List of tasks:
1) In the passage on Milei's presidency, replace "public expenditures" with "government outlays" and reproduce the part that opens with the words containing "To tame the" and closes with "deliver sustainable governance.".
2) Translate into Spanish this sentence from the passage on Milei's presidency: "To illustrate the point, he traveled to campaign events with a chainsaw in hand."

Provided passage:
To tame the runaway prices and spur job creation, Milei pledged that he would slash state spending. To illustrate the point, he traveled to campaign events with a chainsaw in hand. And since winning, Milei has indeed cut public expenditures. Inflation has come down. But after nine months in office, Milei has yet to deliver on his promises of broad transformation. The president has failed to capitalize on the political opening created by the fragmentation of the party system to deliver sustainable governance.
Milei has managed to sustain popular support, even amid harsh economic adjustment policies and a domestic recession, primarily thanks to his success in reducing inflation. But the honeymoon will not last forever. Unless he can improve as a manager and become more adroit at political negotiation, Milei will lose political capital—and Argentina’s perpetual crisis will continue.

Available data:

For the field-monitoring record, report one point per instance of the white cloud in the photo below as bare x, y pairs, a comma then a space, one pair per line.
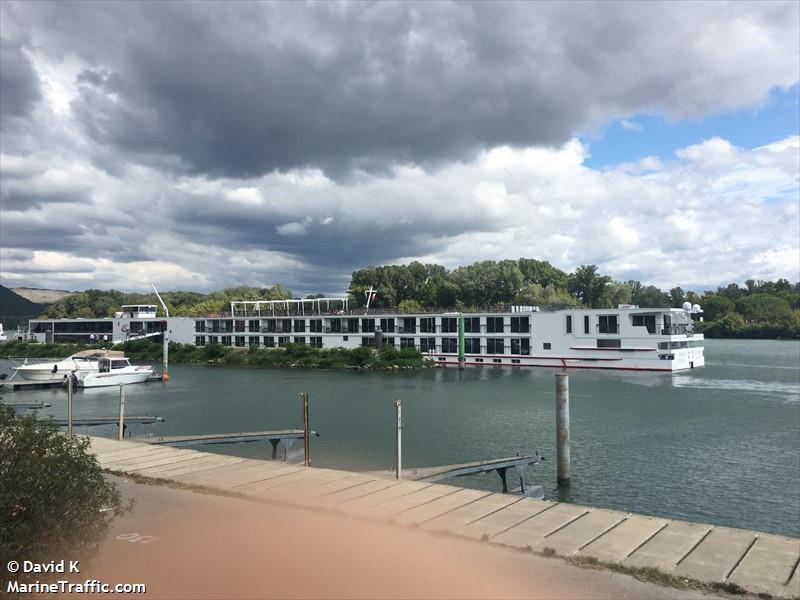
714, 214
245, 196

Solution list:
1)
To tame the runaway prices and spur job creation, Milei pledged that he would slash state spending. To illustrate the point, he traveled to campaign events with a chainsaw in hand. And since winning, Milei has indeed cut government outlays. Inflation has come down. But after nine months in office, Milei has yet to deliver on his promises of broad transformation. The president has failed to capitalize on the political opening created by the fragmentation of the party system to deliver sustainable governance.

2) Para ilustrar la idea, acudía a los actos de campaña con una motosierra en la mano.